§ **Selected extract**
◇ ◇ ◇ ◇ ◇

[GRASS-user] v.to.db/v.what rast on large vector sets

Dear grass-users

First off all- sorry for "spamming" this user-list recently with questions. I don't know any grass-users that I could ask. So this list is the only feedback I can get for support and I am happy it works so well. So my Thanks to all of you, for the recommendations given!

Now my issue:
I have a dataset with 30Mio Vectorpoints that need to get attributes added: the coordinates and the values of approx.60 rasters (resolution of 25m across Switzerland). While the processing of the raster-data was fast, this final join is very slow. Only adding x and y -coordinate is at 14% after 15h of processing; v.to.db currently still using 100%CPU. Is this expected behavior or an error of my system (Grass70 with SQLITE, Ubuntu 15.04)?

Regards,
Patrick

On Mon, Aug 10, 2015 at 9:51 AM, patrick s. <patrick_gis@gmx.net> wrote:

Dear grass-users

First off all- sorry for "spamming" this user-list recently with questions.

That's fine!

I don't know any grass-users that I could ask. So this list is the only
feedback I can get for support and I am happy it works so well. So my
Thanks to all of you, for the recommendations given!

Now my issue:
I have a dataset with 30Mio Vectorpoints that need to get attributes added:
the coordinates and the values of approx.60 rasters (resolution of 25m
across Switzerland). While the processing of the raster-data was fast, this
final join is very slow. Only adding x and y -coordinate is at 14% after 15h
of processing; v.to.db currently still using 100%CPU. Is this expected
behavior or an error of my system (Grass70 with SQLITE, Ubuntu 15.04)?

For easier testing, could you provide a simple cmd line example?
Ideally with the North Carolina dataset?

To simulate 30 mio Vector points, just set the raster resolution to cm
or the like.
An example with way less points is also fine, scaling it to more
points is easier than writing it from scratch...

thanks
Markus

Here the example on the North Carolina Workframe using random data. Its a Shell-Script to loop the process. Hope this is ok?
Scaling can be done on the variable in the first line. Would be great to get feedback on processing time other experience on large datasets.

Patrick

####################################################
RES=100 #resolution
RAST=10 #nr of rasters to match
PTNR=100 #nr of points to create

#____INIT__________________________________________________________
g.region rast=elevation_shade res=$RES -a #to keep extend and change resolution
v.random out=pt_grid npoints=$PTNR --o
v.db.addtable map=pt_grid

#generate rasters
i=0
while ((i<=RAST)) #`g.list type=rast`
do
     echo $i
     let i++
     r.mapcalc expr="mymap${i}=rand(1,1000)" --o -s #random raster
done

#____join to points________________________________________________
#add x,y
v.db.addcolumn map=pt_grid columns="x double precision, y double precision"
v.to.db map=pt_grid opt=coor columns="x,y"

#iterate through all rasters
#NOTE This leads does not allow to control for type, if raster is wrong coded
#NOTE Raster can be of type CELL (integer), DCELL (double prec.), FCELL(single prec.)

◇ ◇ ◇ ◇ ◇

§ **Given exercise 1**
For the GRASS thread on large vector sets, decide whether each statement agrees with it, answering yes or no with the deciding words quoted: (a) The dataset holds 30 million vector points. (b) Adding the x and y coordinates was finished after 15 hours. (c) Markus asked for an example using the North Carolina dataset.
§ **Given exercise 2**
Please continue the GRASS thread on large vector sets, starting right after its last line.
The lines after this note are separate material, not part of the GRASS thread.

Records:
◇ ◇ ◇ ◇ ◇

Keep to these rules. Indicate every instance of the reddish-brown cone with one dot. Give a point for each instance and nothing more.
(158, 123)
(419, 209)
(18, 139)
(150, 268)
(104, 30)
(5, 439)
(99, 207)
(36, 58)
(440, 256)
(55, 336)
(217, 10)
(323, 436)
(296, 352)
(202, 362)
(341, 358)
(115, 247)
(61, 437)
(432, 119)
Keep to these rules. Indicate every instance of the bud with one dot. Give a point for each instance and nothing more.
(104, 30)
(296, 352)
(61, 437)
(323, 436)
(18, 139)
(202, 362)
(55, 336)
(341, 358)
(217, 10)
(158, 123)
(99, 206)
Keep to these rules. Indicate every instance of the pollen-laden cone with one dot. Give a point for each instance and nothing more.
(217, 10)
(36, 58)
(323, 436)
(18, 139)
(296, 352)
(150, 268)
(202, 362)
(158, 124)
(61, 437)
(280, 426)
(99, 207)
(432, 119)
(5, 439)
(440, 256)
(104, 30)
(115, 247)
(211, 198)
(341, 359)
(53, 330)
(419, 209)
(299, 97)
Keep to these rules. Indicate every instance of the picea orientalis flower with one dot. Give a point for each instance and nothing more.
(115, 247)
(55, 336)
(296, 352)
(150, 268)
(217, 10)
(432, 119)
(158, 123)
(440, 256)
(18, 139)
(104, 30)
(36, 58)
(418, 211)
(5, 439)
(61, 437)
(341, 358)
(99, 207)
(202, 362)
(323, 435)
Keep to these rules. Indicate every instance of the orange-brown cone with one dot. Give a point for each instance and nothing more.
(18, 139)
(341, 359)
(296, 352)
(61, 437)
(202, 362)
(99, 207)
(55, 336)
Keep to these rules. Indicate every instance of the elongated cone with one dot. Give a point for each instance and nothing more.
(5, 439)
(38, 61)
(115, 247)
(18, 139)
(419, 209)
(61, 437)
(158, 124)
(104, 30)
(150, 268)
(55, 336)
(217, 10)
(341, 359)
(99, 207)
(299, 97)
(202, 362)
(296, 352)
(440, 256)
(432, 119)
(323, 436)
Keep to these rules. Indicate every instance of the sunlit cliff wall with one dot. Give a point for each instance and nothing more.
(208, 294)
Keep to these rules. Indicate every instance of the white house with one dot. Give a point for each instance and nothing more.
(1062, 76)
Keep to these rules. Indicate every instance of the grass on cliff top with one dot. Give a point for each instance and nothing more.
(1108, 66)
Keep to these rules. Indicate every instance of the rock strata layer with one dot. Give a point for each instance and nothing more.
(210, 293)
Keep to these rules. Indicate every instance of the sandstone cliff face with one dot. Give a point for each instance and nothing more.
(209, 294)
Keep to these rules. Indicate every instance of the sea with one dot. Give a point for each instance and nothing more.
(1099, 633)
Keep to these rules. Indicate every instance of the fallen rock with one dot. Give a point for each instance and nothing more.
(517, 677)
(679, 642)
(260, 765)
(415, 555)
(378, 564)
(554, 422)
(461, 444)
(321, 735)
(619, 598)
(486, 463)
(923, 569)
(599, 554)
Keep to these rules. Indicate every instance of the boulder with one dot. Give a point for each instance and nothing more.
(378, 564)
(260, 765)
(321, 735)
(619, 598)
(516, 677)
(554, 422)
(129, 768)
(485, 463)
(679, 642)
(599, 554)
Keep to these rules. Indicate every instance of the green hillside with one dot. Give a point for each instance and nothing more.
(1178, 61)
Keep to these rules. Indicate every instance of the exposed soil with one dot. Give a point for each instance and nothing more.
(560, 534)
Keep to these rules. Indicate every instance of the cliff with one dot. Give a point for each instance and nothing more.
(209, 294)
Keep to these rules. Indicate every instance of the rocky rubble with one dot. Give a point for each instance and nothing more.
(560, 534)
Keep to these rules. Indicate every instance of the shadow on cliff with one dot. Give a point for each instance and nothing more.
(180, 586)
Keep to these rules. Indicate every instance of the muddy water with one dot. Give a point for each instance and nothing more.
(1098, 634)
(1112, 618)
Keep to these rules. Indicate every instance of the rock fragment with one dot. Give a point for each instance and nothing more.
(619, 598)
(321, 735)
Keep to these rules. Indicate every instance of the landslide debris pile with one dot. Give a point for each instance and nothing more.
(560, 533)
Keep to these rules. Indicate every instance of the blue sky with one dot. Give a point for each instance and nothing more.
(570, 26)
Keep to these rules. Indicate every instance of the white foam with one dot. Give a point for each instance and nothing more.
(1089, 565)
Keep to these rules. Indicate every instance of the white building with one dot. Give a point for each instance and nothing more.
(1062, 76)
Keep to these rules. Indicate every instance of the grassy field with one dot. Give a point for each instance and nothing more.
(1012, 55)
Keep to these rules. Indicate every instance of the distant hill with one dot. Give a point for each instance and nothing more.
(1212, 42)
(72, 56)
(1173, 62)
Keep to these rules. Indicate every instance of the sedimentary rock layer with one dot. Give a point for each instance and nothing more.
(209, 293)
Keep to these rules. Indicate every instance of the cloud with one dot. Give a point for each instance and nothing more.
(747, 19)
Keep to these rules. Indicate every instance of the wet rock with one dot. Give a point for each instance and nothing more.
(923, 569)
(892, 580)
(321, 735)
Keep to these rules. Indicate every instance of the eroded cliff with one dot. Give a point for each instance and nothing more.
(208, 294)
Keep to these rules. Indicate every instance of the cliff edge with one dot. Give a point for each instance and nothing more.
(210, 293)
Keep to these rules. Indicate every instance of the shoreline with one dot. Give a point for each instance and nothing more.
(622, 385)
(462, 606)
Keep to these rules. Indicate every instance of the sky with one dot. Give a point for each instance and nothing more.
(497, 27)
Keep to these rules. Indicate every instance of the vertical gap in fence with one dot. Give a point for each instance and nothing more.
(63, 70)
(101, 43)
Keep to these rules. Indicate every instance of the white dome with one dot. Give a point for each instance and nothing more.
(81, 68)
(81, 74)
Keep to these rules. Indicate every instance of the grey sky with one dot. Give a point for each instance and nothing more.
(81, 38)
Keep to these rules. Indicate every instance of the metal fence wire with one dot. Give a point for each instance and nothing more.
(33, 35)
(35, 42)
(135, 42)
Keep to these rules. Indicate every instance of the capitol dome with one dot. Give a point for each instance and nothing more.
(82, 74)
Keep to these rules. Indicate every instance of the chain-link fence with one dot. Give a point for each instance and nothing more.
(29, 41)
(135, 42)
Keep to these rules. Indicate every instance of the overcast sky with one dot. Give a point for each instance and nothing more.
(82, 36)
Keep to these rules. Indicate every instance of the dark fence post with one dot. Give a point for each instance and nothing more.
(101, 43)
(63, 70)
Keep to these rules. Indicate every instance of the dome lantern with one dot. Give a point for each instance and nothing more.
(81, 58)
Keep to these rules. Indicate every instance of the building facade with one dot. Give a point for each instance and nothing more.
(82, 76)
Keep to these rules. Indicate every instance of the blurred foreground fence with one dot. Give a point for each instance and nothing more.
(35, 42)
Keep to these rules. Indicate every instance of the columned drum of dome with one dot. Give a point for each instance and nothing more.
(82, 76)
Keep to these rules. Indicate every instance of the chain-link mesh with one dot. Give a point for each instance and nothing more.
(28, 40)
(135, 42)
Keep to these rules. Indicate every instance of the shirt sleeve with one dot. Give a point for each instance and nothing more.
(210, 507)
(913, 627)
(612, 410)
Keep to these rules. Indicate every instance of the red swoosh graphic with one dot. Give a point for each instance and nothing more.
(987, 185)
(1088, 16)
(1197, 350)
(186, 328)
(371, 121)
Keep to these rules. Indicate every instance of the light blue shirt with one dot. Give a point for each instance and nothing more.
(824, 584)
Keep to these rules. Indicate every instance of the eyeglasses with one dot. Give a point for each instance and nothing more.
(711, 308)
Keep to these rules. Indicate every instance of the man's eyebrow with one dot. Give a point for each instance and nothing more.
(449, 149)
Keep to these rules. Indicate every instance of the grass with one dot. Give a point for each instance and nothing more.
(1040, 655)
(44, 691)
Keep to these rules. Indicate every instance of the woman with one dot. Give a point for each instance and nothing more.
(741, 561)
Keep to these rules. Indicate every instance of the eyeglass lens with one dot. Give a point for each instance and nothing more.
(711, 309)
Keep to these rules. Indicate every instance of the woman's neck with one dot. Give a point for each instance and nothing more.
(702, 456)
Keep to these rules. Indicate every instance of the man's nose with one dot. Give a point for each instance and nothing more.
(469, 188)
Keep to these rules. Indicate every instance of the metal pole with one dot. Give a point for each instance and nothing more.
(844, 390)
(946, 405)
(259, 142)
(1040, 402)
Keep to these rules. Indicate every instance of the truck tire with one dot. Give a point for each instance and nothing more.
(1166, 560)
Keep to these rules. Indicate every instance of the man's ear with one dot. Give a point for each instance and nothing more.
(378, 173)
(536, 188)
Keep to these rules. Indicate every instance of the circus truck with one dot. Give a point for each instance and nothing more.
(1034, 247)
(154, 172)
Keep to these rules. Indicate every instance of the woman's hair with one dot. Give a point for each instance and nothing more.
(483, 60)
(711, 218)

◇ ◇ ◇ ◇ ◇

§ **Exercise result 1**
(a) Yes: "I have a dataset with 30Mio Vectorpoints"
(b) No: "Only adding x and y -coordinate is at 14% after 15h of processing"
(c) Yes: "Ideally with the North Carolina dataset?"

§ **Exercise result 2**
for i in `g.list type=rast`
do
     echo "adding layer '$i'"
     eval `r.info -g $i`
     if [ $datatype == "CELL" ]
     then
         v.db.addcolumn map=pt_grid column="$i integer"
     else #DCELL; FCELL
         v.db.addcolumn map=pt_grid column="$i double"
     fi
     v.what.rast map=pt_grid rast=$i col=$i
done;

##########################################################

On 11.08.2015 23:33, Markus Neteler wrote:

On Mon, Aug 10, 2015 at 9:51 AM, patrick s. <patrick_gis@gmx.net> wrote:

Dear grass-users

First off all- sorry for "spamming" this user-list recently with questions.

That's fine!

I don't know any grass-users that I could ask. So this list is the only
feedback I can get for support and I am happy it works so well. So my
Thanks to all of you, for the recommendations given!

Now my issue:
I have a dataset with 30Mio Vectorpoints that need to get attributes added:
the coordinates and the values of approx.60 rasters (resolution of 25m
across Switzerland). While the processing of the raster-data was fast, this
final join is very slow. Only adding x and y -coordinate is at 14% after 15h
of processing; v.to.db currently still using 100%CPU. Is this expected
behavior or an error of my system (Grass70 with SQLITE, Ubuntu 15.04)?

For easier testing, could you provide a simple cmd line example?
Ideally with the North Carolina dataset?

To simulate 30 mio Vector points, just set the raster resolution to cm
or the like.
An example with way less points is also fine, scaling it to more
points is easier than writing it from scratch...

thanks
Markus

Dear List

···

I am coming back to you with my problem on using v.to.db and v.what rast for very large datasets. My original post is attached, but meanwhile I tested v.to.db in different sizes. It seems to have a scaling issue, even when using sqlite. Querying a random sample with different sizes shows following processing times:
#1000 points => real 0m0.403s
#10.000 points => real 0m1.395s
#100.000 points => real 0m18.171s
#1.000.000 points => real 42m54.718s

Running the process for 7Mio-points takes more than 48h. Interesting enough the db.execute command is very fast (16sec for 1Mio). In the example below also v.out.ascii writes out the data very slow for large dataset- eventually because it adds east and north.

My system runs Ubuntu 15.04 (on SSD) with GRASS7.0.1., 16GB of RAM and the data is stored on a 2nd harddrive (not SSD). The run with 1Mio points eats 100%CPU-power, but leaves 40% of Memory free.

Does this mean that I have a limit through my CPU on running large datasets and need to process in chunks? Or is it something inside v.to.db as compared to db.execute?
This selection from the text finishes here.